- **Reading passage**:
________________________
Ahead of Wednesday’s vote on the SNP motion calling for an immediate ceasefire in Gaza, Momentum, the leftwing Labour group, has launched an online tool enabling people to email Labour MPs about the issue. “With the government continuing to give cover to Israel, it’s vital that every Labour MP votes for an immediate end to the bloodshed when given a choice on Wednesday,” Hilary Schan, Momentum’s co-chair, said.

What Henry Staunton told Sunday Times about Post Office, government and Horizon scandal

Kemi Badenoch, the business and trade secretary, will deliver a statement shortly about the claims made by Henry Staunton, the former Post Office chair, in an interview with the Sunday Times published yesterday. The main claim has been covered extensively here already, but Staunton made a series of specific claims. Here is the full list.

  • Staunton claimed that a senior official from the business departments asked him to stall compensation payments to victims of the Post Office Horizon scandal until after the general election. He told the Sunday Times:

Early on, I was told by a fairly senior person to stall on spending on compensation and on the replacement of Horizon, and to limp, in quotation marks – I did a file note on it – limp into the election.
________________________
- **Data for analysis**:

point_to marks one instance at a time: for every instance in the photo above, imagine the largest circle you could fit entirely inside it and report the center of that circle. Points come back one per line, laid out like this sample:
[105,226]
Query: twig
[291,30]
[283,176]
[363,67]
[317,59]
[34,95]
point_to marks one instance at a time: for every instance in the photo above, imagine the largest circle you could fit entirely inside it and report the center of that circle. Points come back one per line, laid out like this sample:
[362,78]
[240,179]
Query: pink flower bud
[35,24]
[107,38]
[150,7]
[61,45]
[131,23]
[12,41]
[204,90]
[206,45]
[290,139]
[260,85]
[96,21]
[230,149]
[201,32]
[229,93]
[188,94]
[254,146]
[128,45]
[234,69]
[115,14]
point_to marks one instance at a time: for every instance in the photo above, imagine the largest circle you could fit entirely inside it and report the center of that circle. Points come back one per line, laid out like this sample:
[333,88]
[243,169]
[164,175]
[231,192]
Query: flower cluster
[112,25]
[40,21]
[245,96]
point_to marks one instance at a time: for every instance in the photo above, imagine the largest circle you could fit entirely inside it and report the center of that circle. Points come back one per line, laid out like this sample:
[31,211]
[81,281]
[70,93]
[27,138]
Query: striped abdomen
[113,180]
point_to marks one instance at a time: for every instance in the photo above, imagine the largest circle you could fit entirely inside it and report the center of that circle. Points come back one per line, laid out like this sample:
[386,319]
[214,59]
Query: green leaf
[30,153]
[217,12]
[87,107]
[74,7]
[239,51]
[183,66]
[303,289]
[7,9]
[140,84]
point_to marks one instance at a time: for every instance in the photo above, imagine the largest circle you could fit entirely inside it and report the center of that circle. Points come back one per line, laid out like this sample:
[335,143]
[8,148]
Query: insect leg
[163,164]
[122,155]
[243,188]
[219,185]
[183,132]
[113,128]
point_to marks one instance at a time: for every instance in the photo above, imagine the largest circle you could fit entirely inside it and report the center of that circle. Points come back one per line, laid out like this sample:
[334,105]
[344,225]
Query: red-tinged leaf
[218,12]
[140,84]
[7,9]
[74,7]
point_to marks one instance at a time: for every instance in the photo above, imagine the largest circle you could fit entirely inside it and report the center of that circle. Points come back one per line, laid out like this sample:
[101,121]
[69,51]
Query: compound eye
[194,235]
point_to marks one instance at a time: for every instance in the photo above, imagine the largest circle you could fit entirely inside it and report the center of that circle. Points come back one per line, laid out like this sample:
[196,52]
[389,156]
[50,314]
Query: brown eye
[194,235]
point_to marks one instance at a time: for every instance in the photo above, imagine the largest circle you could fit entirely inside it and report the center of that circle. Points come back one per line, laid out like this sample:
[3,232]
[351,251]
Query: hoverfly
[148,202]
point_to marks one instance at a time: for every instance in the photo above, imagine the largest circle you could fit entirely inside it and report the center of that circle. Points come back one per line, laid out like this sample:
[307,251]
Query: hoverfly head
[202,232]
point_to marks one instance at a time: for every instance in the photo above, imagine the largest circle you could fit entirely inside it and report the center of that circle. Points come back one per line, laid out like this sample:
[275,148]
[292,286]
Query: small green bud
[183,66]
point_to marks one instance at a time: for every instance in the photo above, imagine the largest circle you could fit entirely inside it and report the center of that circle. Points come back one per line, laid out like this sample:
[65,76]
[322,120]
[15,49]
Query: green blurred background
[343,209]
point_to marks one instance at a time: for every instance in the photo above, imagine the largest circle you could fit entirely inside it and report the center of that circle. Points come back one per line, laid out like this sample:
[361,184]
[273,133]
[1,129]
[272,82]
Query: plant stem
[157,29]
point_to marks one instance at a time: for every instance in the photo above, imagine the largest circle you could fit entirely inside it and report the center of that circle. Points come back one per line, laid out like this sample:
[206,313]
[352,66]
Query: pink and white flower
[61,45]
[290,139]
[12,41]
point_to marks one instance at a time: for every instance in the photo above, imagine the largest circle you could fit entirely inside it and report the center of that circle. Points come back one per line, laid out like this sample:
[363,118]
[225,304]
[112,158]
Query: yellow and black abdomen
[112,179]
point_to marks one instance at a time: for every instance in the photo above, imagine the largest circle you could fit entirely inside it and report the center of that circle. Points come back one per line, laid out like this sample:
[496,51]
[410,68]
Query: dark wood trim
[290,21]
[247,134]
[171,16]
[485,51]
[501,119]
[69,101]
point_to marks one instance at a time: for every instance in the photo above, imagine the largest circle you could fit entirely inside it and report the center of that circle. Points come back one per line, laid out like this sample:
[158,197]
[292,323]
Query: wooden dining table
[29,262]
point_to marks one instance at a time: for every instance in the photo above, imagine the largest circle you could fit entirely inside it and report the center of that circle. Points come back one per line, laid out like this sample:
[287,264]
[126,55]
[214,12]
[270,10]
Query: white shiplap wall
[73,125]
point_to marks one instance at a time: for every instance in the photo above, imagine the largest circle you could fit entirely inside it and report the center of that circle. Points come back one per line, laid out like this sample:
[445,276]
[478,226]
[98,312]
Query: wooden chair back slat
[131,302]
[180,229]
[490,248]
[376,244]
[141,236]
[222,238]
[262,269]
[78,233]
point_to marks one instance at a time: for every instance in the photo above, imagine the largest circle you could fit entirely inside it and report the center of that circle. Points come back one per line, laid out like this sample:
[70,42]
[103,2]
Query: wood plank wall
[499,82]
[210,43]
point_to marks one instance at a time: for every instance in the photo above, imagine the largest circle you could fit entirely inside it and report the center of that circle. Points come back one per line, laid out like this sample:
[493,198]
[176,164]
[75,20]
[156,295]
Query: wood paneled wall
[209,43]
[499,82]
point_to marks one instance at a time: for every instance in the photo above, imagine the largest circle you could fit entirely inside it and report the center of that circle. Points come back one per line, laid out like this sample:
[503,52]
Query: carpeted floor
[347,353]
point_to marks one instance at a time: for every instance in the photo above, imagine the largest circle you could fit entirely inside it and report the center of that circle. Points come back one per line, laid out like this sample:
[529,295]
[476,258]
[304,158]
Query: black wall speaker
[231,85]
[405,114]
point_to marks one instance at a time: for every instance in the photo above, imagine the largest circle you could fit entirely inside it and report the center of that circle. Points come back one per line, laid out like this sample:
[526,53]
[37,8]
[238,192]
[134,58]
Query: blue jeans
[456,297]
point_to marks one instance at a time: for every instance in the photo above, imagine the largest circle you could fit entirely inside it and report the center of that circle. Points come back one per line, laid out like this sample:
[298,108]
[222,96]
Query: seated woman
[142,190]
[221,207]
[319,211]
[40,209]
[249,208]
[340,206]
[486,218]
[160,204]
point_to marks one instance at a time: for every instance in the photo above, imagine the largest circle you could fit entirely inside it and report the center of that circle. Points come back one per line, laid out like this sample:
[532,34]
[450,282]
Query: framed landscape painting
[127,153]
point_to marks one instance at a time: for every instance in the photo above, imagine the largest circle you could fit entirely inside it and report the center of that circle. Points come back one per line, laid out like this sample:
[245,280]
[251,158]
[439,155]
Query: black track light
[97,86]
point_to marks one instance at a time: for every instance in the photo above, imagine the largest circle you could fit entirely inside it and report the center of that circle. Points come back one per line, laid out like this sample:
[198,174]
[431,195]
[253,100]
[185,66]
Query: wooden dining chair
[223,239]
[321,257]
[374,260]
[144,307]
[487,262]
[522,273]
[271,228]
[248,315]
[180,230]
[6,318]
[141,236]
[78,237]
________________________
- **What is being asked**: Please pick up the news text about the Gaza ceasefire vote and Henry Staunton's Post Office claims right after its last sentence and carry it on.

- **Result for this task**:
It was not an anti-postmaster thing, it was just straight financials. I didn’t ask, because I said, ‘I’m having no part of it – I’m not here to limp into the election, it’s not the right thing to do by postmasters.’ The word ‘limp’ gives you a snapshot of where they were.

  • He claimed that, when she called to sack him, Badenoch told him: “Well, someone’s got to take the rap for this [the Horizon scandal].”

Staunton said UK Government Investments (UKGI), the body staffed by former investment bankers that manages taxpayers’ stakes in assets such as the Post Office, appeared to oppose blanket exoneration. Last month — after [the ITV’s drama about the scandal was aired] – Nick Read, chief executive of the Post Office, wrote to the justice secretary, Alex Chalk, with a legal opinion from the Post Office’s solicitors at Peters & Peters attached. The message said that in more than 300 cases, non-Horizon evidence supported sub-postmasters’ convictions. “Basically, it was trying to undermine the exoneration argument,” Staunton said. “It was, ‘Most people haven’t come forward because they are guilty as charged’ – ie think very carefully about exoneration. I said to Nick [Read], ‘This is not right – this goes to the heart of how we as an organisation feel. You’ve sent that letter as if that’s our view, and that is not my view, and it is not the view of at least half of the board … If this got out, we’d be crucified, and rightly so’.”

According to Staunton, Read said he sent the letter at UKGI’s behest …

“It was terrible, terrible governance,” [Staunton said.] “I picked it up with the UKGI director, who didn’t deny it but didn’t really want to talk about it. And I thought it was not my job to work out what the politics is behind all this.”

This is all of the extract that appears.